» Records provided

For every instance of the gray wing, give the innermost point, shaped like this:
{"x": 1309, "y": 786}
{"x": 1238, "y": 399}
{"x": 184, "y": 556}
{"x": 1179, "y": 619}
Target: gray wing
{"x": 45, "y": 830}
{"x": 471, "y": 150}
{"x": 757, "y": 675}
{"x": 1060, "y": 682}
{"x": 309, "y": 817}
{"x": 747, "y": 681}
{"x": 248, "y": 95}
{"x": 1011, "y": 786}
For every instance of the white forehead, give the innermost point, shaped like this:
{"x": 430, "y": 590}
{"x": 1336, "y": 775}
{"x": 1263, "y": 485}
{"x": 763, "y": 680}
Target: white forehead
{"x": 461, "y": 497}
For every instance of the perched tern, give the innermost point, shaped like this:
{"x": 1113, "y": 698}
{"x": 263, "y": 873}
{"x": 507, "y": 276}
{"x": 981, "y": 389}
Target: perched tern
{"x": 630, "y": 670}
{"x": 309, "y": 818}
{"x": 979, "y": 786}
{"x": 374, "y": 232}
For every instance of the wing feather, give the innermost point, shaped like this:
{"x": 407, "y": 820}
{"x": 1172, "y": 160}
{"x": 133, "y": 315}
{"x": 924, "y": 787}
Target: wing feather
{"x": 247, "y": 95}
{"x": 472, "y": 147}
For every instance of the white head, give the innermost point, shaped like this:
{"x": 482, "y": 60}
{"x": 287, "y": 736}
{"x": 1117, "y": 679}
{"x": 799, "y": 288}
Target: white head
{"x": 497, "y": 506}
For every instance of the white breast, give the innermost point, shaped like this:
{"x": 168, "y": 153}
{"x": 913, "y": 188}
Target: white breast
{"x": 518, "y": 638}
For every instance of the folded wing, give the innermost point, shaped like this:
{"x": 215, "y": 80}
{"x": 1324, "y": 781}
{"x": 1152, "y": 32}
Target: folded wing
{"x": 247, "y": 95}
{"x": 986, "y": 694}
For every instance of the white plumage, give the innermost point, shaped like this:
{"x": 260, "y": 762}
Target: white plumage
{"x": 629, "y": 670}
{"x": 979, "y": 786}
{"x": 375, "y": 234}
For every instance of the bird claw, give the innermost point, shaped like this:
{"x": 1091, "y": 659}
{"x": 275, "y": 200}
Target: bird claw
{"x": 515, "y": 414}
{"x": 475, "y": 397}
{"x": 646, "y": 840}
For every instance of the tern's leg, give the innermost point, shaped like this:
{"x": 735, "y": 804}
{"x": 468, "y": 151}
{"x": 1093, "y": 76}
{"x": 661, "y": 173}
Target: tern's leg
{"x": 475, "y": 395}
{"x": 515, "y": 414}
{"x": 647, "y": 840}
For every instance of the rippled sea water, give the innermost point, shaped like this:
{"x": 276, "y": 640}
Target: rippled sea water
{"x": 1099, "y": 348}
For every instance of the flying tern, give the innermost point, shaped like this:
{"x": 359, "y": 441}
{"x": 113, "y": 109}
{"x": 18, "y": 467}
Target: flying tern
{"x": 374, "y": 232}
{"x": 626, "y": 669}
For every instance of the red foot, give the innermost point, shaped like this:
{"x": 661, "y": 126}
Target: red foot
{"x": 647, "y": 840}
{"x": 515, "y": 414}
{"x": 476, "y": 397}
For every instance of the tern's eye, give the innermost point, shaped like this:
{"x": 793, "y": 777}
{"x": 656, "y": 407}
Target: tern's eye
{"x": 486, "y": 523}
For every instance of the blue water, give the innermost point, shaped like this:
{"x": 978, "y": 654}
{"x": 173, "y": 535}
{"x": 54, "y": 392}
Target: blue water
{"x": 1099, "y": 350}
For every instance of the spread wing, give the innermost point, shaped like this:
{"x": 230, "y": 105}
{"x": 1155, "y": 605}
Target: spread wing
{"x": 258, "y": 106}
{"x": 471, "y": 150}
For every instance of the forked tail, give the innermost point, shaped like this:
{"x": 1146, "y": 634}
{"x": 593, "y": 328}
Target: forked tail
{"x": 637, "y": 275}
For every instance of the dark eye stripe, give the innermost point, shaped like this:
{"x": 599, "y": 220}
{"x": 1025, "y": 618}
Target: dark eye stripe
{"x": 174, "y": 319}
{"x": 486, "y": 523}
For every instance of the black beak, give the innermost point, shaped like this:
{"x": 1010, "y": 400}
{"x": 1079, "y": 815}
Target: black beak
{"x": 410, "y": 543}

==

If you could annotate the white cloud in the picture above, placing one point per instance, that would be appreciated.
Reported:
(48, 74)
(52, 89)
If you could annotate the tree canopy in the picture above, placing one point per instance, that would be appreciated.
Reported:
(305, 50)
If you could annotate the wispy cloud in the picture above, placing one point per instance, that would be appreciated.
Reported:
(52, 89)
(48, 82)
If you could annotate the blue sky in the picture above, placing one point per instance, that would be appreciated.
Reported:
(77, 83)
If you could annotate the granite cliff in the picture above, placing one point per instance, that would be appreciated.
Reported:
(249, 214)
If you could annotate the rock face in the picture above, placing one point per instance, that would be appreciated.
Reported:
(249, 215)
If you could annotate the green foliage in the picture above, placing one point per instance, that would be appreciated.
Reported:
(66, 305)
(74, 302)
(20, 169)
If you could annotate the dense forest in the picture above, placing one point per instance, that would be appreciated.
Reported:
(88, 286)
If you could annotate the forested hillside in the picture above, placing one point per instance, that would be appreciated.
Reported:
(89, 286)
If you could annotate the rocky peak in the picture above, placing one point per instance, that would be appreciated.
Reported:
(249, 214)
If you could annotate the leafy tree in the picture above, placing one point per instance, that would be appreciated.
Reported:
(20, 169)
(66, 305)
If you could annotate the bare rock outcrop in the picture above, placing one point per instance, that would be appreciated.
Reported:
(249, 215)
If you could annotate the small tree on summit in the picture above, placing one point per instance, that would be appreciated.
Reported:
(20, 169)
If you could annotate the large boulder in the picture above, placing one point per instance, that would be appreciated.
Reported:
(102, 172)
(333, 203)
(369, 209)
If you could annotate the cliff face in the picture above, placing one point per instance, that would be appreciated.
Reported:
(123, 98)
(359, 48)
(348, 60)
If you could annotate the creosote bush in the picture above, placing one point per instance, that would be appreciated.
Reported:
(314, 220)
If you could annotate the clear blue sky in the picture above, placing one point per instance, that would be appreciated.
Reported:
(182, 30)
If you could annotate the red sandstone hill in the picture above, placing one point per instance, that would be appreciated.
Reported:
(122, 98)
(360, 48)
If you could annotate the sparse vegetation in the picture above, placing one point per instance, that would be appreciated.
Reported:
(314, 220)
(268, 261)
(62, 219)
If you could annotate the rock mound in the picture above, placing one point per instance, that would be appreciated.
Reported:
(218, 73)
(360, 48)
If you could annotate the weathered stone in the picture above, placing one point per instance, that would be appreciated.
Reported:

==

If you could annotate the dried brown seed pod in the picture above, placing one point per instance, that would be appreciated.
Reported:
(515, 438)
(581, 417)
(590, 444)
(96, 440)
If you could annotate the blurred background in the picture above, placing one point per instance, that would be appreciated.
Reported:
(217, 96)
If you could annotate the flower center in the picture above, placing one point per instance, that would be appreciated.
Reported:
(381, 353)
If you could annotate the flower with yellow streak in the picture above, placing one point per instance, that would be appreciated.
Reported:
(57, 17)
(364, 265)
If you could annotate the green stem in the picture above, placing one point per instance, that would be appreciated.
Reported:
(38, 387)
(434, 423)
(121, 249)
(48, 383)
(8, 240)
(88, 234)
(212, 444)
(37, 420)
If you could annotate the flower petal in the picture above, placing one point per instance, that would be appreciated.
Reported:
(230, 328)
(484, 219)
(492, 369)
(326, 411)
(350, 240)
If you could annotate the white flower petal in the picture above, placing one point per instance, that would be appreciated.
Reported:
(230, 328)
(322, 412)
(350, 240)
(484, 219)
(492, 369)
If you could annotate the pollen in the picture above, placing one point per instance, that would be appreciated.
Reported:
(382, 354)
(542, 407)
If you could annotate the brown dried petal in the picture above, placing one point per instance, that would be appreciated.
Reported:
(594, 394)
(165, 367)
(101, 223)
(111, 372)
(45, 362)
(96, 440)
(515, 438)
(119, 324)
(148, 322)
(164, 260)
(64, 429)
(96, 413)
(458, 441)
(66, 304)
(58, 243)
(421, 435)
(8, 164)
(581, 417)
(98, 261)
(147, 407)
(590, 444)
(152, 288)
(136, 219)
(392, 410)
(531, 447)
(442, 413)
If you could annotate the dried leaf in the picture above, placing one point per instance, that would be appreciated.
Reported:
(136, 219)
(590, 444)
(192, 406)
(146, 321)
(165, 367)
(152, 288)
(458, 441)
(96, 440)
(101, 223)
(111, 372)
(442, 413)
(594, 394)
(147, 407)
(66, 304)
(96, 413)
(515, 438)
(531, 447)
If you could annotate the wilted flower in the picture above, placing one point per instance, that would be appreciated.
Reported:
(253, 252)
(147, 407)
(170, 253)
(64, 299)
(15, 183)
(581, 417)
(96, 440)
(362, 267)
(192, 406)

» Exercise description
Copy out each line of the records above that contains the string "stripe".

» Solution to the problem
For every instance of the dark eye stripe, give the innermost point, shaped like this:
Target: dark eye stripe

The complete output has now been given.